TESTO FORNITO »
+ + +

Dello strano fenomeno che spinge a completare l’album delle figurine
La mia scuola di paese nei primi anni ottanta. La mia classe. Non so se fosse così dappertutto, ma io e i miei compagni eravamo veramente un gruppo di pezzenti: vestiti ereditati dai fratelli maggiori, pantaloni consumati sulle ginocchia, toppe orrende, chiazze di inchiostro sulle dita, scarpe sgraziate sormontate da pantaloni corti… anche il profugo più disperato si sarebbe sentito un signore in mezzo a noi. E’ facile immaginare l’effetto prorompente che avesse l’uomo che ci porgeva all’uscita da scuola in regalo un album delle figurine. Gratis. A noi.
Era il classico album delle figurine da completare. Vuoto. Desolato direi. Ma sfogliandolo se ne percepiva l’immenso potenziale: i nomi delle squadre, i riquadri pronti ad ospitare i gagliardetti, gli spazi destinati a raccogliere le rose dei campioni ordinatamente schierate… i miei occhi di bambino vedevano oltre quegli spazi numerati. Percepivano un album di pregiatissima fattura, destinato ad essere un giorno esposto sopra il caminetto di casa, e ad essere mostrato con orgoglio agli amici. Un prezioso cimelio.
Le figurine erano l’unico ostacolo che si frapponeva tra il desolato album che avevo tra le mani, ed il sogno di gloria che mi prefiguravo.
Figurine. Figurine. Figurine. La psicosi delle figurine.
Mamma, per piacere, domani mentre vai a fare la spesa, mi compri le figurine? Sì. Sissì. Sono proprio indispensabili… servono per la scuola, lo ha detto la maestra.
Classica intramontabile scusa. Se non l’hai mai usata, non sei mai esistito.
Papà, mentre vai a prendere il giornale, mi prendi le figurine? Non dimenticarti, che mi servono.
A cosa?!? Boh…
Pronto, sto parlando con l’edicola? Per piacere, se passa di lì uno qualsiasi dei miei parenti, gli ricordi le figurine. Loro sanno.
Io non l’ho mai fatto per motivi spiccatamente economici, ma ricordo che i bambini più abbienti arrivavano ad assoldare anche un aereo da turismo che trascinava nel cielo uno striscione con la scritta …mi raccomando le figurine
Man mano che la collezione cresceva, la percezione della realtà si faceva più distorta, fino ad arrivare all’ultima figurina. Uno alla fine. Il delirio.
Avevo in mano un album quasi completo. Con tutti i gagliardetti. Tutte le rose. Le figurine speciali. Mi mancava solo Pruzzo. Non quello famoso. Un panchinaro della ternana. A me neanche me ne fregava un cazzo di Pruzzo. Però lo volevo.
Guarda che se ci pensi è strano avere tra le mani l’album praticamente completo, fruibile e piacevole da sfogliare, ma non essere soddisfatto. Che me ne frega di Pruzzo? Perché mi impedisce di godermi il mio album? Boh. Psicosi. No. La verità è che per un qualche fenomeno del cazzo uno non si accorge mai di ciò che ha, mentre percepisce benissimo quel che gli manca.

+ + +

INSIEME DI DATI »

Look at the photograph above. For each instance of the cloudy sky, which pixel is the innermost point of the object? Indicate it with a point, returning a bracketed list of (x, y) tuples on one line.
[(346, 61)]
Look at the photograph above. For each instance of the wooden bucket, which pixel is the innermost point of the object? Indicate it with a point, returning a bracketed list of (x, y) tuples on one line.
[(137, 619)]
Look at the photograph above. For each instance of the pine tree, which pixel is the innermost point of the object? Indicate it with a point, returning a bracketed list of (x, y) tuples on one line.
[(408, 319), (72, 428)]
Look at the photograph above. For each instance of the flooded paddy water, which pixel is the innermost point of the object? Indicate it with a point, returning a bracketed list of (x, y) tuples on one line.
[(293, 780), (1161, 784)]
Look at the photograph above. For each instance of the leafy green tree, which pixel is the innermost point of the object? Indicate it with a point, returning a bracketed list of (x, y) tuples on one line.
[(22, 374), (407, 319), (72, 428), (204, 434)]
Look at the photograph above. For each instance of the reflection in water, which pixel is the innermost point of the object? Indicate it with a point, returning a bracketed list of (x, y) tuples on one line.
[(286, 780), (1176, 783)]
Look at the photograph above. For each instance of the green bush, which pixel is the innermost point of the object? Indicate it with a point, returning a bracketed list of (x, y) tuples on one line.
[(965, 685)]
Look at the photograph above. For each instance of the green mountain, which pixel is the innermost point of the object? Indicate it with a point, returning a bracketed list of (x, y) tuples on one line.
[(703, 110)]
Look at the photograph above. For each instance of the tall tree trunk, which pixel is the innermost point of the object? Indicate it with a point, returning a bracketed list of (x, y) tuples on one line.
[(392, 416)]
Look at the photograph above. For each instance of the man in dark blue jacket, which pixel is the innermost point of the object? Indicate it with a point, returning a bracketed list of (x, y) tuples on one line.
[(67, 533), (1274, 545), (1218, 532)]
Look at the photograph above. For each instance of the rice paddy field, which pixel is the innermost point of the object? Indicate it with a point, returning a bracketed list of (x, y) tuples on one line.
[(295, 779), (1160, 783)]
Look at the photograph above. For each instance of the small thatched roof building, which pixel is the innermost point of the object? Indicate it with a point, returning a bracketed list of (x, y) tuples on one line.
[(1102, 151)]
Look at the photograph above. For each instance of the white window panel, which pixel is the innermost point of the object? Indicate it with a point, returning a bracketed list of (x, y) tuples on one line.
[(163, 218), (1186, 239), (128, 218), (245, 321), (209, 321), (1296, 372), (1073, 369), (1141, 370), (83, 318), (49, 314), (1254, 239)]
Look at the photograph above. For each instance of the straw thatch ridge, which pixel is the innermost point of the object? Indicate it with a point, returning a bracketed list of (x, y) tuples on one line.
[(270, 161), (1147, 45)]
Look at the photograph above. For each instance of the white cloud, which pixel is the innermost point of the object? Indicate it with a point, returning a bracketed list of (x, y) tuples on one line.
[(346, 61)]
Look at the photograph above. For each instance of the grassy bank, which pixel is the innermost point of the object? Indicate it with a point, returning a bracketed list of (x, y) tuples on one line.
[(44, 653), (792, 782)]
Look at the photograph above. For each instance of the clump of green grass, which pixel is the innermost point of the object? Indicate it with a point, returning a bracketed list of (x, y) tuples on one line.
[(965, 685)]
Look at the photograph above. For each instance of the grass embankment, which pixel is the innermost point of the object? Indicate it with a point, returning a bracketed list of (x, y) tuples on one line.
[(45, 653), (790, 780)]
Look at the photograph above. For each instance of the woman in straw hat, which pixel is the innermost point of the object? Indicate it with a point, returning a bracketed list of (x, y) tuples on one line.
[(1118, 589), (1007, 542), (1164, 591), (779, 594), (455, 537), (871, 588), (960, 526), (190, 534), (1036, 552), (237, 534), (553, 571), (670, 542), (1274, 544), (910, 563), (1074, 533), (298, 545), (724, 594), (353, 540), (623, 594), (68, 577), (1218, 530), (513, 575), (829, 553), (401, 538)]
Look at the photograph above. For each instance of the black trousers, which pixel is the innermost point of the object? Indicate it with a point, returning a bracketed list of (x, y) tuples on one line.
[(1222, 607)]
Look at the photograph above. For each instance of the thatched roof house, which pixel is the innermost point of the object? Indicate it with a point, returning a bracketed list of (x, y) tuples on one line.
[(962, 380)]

+ + +

ESERCIZI PROPOSTI »
**1)** Trascrivi fedelmente il brano del testo sull'album delle figurine che va da "Era il classico" fino a "che mi prefiguravo." incluso.
**2)** Nel testo sull'album delle figurine, quale figurina mancava per completare l'album?
**3)** Quali dettagli usa il testo sull'album delle figurine per descrivere l'aspetto della classe nei primi anni ottanta? Elencali tutti.
Per questo lavoro i record non servono a nulla.

SOLUZIONI »
**1)**
Era il classico album delle figurine da completare. Vuoto. Desolato direi. Ma sfogliandolo se ne percepiva l’immenso potenziale: i nomi delle squadre, i riquadri pronti ad ospitare i gagliardetti, gli spazi destinati a raccogliere le rose dei campioni ordinatamente schierate… i miei occhi di bambino vedevano oltre quegli spazi numerati. Percepivano un album di pregiatissima fattura, destinato ad essere un giorno esposto sopra il caminetto di casa, e ad essere mostrato con orgoglio agli amici. Un prezioso cimelio.
Le figurine erano l’unico ostacolo che si frapponeva tra il desolato album che avevo tra le mani, ed il sogno di gloria che mi prefiguravo.

**2)** Quella di Pruzzo, un panchinaro della ternana.

**3)**
- vestiti ereditati dai fratelli maggiori
- pantaloni consumati sulle ginocchia
- toppe orrende
- chiazze di inchiostro sulle dita
- scarpe sgraziate sormontate da pantaloni corti